[Stored data entries]
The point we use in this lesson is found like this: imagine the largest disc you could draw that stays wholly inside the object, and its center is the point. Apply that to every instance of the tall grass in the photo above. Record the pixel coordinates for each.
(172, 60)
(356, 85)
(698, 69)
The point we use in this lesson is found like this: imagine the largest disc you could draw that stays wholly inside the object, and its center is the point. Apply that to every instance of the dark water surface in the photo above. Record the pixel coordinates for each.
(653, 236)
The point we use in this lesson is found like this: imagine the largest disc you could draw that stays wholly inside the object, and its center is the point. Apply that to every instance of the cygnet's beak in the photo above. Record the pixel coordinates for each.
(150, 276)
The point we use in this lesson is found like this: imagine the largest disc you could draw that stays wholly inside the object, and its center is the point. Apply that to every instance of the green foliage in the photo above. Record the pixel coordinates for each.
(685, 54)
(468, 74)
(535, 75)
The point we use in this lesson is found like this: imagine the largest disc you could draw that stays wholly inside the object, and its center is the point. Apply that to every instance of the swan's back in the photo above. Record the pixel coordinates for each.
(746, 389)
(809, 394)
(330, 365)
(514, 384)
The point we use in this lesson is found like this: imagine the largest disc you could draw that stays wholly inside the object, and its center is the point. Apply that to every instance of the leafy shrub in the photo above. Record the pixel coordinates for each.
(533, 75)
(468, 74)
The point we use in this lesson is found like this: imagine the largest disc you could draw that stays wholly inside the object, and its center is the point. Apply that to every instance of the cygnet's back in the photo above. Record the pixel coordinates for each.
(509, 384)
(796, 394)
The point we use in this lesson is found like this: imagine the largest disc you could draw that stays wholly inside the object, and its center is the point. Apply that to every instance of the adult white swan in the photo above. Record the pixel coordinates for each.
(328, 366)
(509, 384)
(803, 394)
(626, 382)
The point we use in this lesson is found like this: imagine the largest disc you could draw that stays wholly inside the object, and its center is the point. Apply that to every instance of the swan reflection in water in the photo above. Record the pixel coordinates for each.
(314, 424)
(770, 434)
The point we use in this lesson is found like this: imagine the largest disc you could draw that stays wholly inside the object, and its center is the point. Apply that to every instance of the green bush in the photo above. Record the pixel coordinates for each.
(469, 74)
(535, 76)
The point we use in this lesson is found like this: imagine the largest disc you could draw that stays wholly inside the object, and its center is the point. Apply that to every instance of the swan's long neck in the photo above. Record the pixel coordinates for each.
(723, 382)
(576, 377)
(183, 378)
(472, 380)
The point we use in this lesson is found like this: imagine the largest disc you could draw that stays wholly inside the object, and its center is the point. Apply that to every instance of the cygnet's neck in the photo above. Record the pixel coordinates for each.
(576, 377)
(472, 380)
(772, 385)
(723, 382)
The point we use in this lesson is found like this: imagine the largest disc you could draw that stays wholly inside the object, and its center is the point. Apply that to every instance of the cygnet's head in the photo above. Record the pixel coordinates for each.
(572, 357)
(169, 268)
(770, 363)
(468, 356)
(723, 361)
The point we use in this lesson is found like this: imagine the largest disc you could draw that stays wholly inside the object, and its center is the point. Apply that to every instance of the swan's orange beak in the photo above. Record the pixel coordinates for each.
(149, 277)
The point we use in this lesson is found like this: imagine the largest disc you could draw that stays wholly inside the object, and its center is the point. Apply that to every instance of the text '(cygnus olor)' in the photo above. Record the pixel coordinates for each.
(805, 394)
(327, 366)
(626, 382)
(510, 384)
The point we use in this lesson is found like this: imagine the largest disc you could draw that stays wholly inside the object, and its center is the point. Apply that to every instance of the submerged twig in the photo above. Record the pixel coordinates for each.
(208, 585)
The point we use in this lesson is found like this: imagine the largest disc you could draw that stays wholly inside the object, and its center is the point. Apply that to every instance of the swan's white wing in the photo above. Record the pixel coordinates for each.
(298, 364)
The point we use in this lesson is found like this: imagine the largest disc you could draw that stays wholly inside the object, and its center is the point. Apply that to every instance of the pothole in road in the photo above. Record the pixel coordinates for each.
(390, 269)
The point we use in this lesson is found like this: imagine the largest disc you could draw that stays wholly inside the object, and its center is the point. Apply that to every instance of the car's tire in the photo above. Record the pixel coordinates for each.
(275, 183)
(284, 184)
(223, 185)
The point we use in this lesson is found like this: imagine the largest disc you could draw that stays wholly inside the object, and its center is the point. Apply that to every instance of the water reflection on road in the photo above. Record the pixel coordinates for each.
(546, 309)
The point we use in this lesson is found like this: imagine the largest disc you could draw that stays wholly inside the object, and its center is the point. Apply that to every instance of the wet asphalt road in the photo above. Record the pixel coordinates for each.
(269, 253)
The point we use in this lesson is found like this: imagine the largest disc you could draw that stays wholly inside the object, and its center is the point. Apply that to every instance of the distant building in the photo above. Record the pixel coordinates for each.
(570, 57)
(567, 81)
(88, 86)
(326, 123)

**Brief**
Starting from the line with "of the pothole", write out every remaining line of the data above exactly, the final line included, and nothing before it.

**Solved exercise**
The point we use in this lesson is found like this: imagine the largest disc you could draw that stays wholly inside the object, and its center is the point. Apply that to every instance of the pothole in road in the photo above. Record the pixel coordinates for each.
(390, 269)
The point we use in this lesson is found like this: imagine the largest disc you could draw that stays wholly inside the object, and its center is the point. Apply that to every instance of the car's tire in the photo above. Record the pixel coordinates for each.
(275, 183)
(284, 184)
(223, 185)
The point we use in this lesson is found like this: imagine the largest disc you could draw that stays wholly inside the object, and its center is the point. Apply that to every instance of the water reflection on road in the photo above. Record the pixel coordinates for each.
(546, 309)
The point we use in this lesson is found like this: imagine the largest disc you could draw that stays wholly inside the object, and its center is the point. Apply that to every instance of the wet asphalt road in the photo above. Record the pixel coordinates for each.
(269, 253)
The point we use in this lesson is found like this: imagine the largest disc you could draw that stays wholly inside the object, and its center is the point. Apply that to every instance of the distant building in the photo above. Record the pixel coordinates for each.
(570, 57)
(567, 81)
(88, 86)
(326, 123)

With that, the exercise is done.